**EXERCISE DESCRIPTION:**
Reproduce the data in its entirety, exactly as supplied.

**DATA SUPPLIED:**
START

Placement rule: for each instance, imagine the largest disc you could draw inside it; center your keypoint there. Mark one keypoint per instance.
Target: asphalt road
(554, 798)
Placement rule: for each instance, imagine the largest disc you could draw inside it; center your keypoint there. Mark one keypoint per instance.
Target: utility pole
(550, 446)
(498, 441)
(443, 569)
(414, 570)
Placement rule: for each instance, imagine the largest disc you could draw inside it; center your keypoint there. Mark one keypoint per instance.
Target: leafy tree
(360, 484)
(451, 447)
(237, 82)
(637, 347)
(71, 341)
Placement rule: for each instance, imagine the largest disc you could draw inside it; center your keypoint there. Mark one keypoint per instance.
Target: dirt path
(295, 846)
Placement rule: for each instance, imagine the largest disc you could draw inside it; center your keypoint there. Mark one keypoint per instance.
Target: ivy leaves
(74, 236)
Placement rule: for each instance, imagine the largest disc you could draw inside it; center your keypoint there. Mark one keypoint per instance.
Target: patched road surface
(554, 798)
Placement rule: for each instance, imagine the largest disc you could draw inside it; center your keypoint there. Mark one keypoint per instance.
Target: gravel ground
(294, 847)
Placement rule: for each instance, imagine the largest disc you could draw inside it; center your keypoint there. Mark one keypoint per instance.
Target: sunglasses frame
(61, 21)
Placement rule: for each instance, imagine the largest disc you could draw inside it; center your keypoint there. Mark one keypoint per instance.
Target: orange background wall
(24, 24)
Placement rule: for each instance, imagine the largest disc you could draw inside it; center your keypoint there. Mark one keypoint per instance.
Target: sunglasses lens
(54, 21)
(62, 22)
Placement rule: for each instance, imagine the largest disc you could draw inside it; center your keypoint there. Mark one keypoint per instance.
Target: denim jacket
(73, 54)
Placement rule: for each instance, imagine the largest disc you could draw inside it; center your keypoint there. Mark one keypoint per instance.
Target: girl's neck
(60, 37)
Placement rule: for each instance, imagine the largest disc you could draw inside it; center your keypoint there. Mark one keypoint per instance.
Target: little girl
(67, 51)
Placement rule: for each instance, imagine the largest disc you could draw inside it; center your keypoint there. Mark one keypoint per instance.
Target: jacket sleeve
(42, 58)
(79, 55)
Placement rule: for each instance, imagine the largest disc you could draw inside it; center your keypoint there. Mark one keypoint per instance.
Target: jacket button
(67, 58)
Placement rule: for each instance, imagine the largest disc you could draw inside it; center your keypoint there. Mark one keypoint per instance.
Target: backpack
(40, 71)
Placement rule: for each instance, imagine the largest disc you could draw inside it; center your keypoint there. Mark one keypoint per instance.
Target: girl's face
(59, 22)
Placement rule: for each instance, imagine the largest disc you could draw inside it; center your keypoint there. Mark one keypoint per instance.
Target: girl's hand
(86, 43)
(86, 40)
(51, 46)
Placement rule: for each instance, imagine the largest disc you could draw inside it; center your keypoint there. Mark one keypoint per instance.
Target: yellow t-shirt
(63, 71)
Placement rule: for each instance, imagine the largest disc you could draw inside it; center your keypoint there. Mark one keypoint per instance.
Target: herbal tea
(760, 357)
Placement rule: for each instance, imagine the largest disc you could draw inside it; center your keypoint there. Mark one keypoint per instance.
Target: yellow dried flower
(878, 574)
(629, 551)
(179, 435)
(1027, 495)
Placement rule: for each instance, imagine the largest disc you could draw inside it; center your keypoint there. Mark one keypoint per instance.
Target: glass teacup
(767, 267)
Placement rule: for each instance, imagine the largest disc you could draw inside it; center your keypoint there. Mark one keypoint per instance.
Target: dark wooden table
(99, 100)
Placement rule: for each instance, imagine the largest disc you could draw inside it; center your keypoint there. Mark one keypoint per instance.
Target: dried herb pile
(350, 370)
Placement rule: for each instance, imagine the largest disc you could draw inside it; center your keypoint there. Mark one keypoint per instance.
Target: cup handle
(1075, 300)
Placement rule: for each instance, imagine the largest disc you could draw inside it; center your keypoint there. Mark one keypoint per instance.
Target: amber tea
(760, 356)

END

**WRITTEN REPLY:**
Placement rule: for each instance, imagine the largest disc you could draw inside it; center your keypoint there. Mark one keypoint per instance.
Target: asphalt road
(554, 798)
Placement rule: for each instance, imagine the largest disc you could draw inside it; center your keypoint there. Mark one keypoint per instance.
Target: utility pole
(550, 446)
(498, 441)
(443, 569)
(414, 570)
Placement rule: for each instance, imagine the largest disc you could draw inside it; center your keypoint there. Mark one keypoint per instance.
Target: leafy tree
(360, 484)
(451, 447)
(237, 82)
(637, 347)
(71, 341)
Placement rule: for each instance, imagine the largest disc you could draw inside it; center your keypoint there. Mark one keypoint per instance.
Target: dirt path
(295, 846)
Placement rule: for each instance, imagine the largest disc you could draw inside it; center your keypoint there. Mark one keypoint per instance.
Target: ivy leaves
(74, 236)
Placement rule: for each instance, imagine the largest disc you could draw inside it; center your keypoint there. Mark one keypoint per instance.
Target: patched road surface
(554, 798)
Placement rule: for each instance, imagine the largest disc you could draw inside it; center your keypoint there. Mark one keypoint per instance.
Target: gravel ground
(294, 847)
Placement rule: for each instance, imagine the largest disc you could draw inside it; center your keypoint there. Mark one keypoint per instance.
Target: sunglasses frame
(61, 21)
Placement rule: for each instance, imagine the largest disc you could draw inside it; center your keypoint there. Mark one keypoint per instance.
Target: orange background wall
(24, 24)
Placement rule: for each instance, imagine the largest disc you could draw inside it; center your keypoint there. Mark one keypoint per instance.
Target: sunglasses lens
(54, 21)
(62, 22)
Placement rule: for each instance, imagine the largest disc you could draw inside it; center your keypoint there. Mark one keypoint per instance.
Target: denim jacket
(73, 54)
Placement rule: for each instance, imagine the largest disc you could draw inside it; center your keypoint there. Mark one keypoint per instance.
Target: girl's neck
(60, 37)
Placement rule: for each instance, imagine the largest disc you could draw inside it; center your keypoint there. Mark one keypoint per instance.
Target: little girl
(67, 51)
Placement rule: for each instance, imagine the largest disc you could draw inside it; center your keypoint there. Mark one keypoint per instance.
Target: jacket sleeve
(42, 58)
(79, 55)
Placement rule: for each instance, imagine the largest disc you could draw inside it; center your keypoint there. Mark one keypoint per instance.
Target: jacket button
(67, 58)
Placement rule: for each instance, imagine the largest disc you could draw inside it; center your keypoint there. Mark one keypoint per instance.
Target: backpack
(40, 71)
Placement rule: for each instance, imagine the largest disc you could draw inside it; center your keypoint there. Mark one keypoint per instance.
Target: girl's face
(59, 22)
Placement rule: for each instance, imagine the largest disc you could draw inside it; center your keypoint there. Mark one keypoint per instance.
Target: girl's hand
(86, 43)
(86, 40)
(51, 46)
Placement rule: for each instance, imagine the largest disc you could draw inside it; center your keypoint there. Mark one keypoint per instance.
Target: yellow t-shirt
(63, 71)
Placement rule: for each instance, imagine the largest disc you could draw inside it; center your keypoint there. Mark one keypoint per instance.
Target: herbal tea
(760, 357)
Placement rule: for each instance, imagine the largest disc you could draw inside it; center your keypoint there. Mark one keypoint per instance.
Target: yellow dried flower
(878, 574)
(629, 551)
(179, 435)
(1027, 495)
Placement rule: for each instance, imagine the largest disc you could draw inside it; center your keypoint there. Mark one keypoint per instance.
Target: glass teacup
(767, 267)
Placement rule: for each instance, imagine the largest disc you could draw inside it; center your keypoint there. Mark one keypoint per instance.
Target: dark wooden table
(99, 100)
Placement rule: for each instance, imagine the largest disc you could draw inside it; center your keypoint there. Mark one keypoint per instance.
Target: dried herb pile
(350, 370)
Placement rule: for each instance, imagine the largest disc you could draw inside it; center your keypoint there. Mark one keypoint per instance.
Target: cup handle
(1075, 300)
Placement rule: for each instance, imagine the largest disc you could draw inside it; center your keypoint there. Mark one keypoint per instance.
Target: amber tea
(760, 356)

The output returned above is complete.